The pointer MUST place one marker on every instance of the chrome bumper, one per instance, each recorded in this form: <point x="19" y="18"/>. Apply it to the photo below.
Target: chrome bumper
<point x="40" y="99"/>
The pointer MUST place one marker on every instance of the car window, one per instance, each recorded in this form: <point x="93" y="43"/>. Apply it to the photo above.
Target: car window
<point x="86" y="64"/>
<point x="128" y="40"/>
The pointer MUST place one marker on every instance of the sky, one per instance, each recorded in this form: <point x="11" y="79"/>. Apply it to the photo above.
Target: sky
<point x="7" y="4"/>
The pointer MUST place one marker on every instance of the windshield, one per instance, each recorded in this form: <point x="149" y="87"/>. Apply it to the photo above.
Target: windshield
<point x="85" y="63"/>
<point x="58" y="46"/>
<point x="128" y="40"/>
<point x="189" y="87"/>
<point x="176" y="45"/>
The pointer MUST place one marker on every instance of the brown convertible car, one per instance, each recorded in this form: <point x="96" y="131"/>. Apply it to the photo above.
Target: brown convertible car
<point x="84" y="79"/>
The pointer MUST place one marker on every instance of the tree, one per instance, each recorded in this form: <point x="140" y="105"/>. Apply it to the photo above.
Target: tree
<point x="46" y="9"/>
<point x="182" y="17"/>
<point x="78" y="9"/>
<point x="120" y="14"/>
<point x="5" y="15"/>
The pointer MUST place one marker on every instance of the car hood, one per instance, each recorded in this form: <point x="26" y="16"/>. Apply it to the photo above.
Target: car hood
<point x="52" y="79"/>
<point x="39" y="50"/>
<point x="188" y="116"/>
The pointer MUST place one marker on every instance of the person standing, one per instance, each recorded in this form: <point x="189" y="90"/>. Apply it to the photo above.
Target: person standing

• • •

**WORK TO COMPLETE:** The expected output is every record, repeated exactly.

**SOLVED EXERCISE:**
The pointer MUST place one marker on every instance of the chrome bumper, one per instance, each recorded in this form: <point x="19" y="18"/>. Apply it to the photo below.
Target: chrome bumper
<point x="40" y="99"/>
The pointer MUST place one marker on every instance of the car window, one per instance, each recorded in this form: <point x="93" y="43"/>. Apply it to the photo above.
Target: car window
<point x="86" y="64"/>
<point x="128" y="40"/>
The pointer MUST place one marker on every instance of the sky, one per instance, each recorded in this form: <point x="11" y="79"/>. Apply it to the photo above.
Target: sky
<point x="7" y="4"/>
The pointer MUST place one marker on every instance of the windshield, one per instance, each recorded in this form: <point x="149" y="87"/>. Apply it to the photo above.
Target: windshield
<point x="85" y="63"/>
<point x="58" y="46"/>
<point x="128" y="40"/>
<point x="189" y="87"/>
<point x="176" y="45"/>
The pointer MUST place one marker on every instance of the brown convertible car, one per instance, each recorded in this form: <point x="96" y="131"/>. Apply it to the photo above.
Target: brown convertible car
<point x="84" y="79"/>
The pointer MUST place one marker on every instance of the tree, one per instance, each recorded in this form: <point x="140" y="105"/>. Apply it to the photo above.
Target: tree
<point x="46" y="9"/>
<point x="182" y="17"/>
<point x="78" y="9"/>
<point x="120" y="14"/>
<point x="5" y="15"/>
The pointer MUST place one marker on every instance of the car hood, one per instance, each recorded in this form: <point x="26" y="16"/>. Apply it to the photo above.
Target: car hood
<point x="52" y="79"/>
<point x="39" y="50"/>
<point x="188" y="116"/>
The pointer MUST place one marker on every instance of the person standing, one per instance, each recorded in this form: <point x="189" y="90"/>. Apply it to the photo above.
Target: person standing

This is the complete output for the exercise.